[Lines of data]
--- BEGIN ---
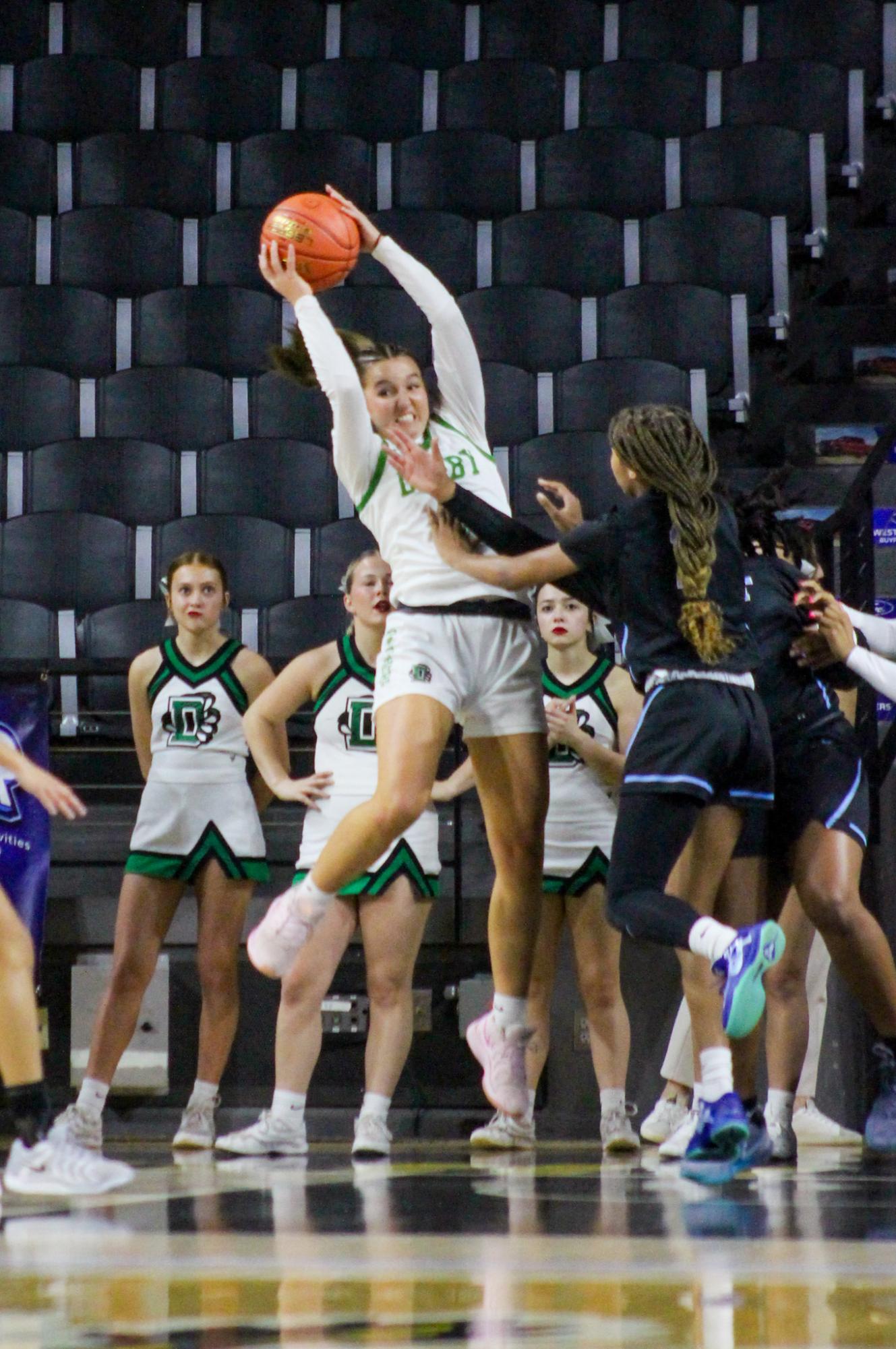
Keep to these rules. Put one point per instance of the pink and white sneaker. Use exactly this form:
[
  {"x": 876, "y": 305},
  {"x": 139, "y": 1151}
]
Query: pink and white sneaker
[
  {"x": 502, "y": 1054},
  {"x": 280, "y": 936}
]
--- END ---
How many lines in the items above contain the word "white"? Reply with the number alone.

2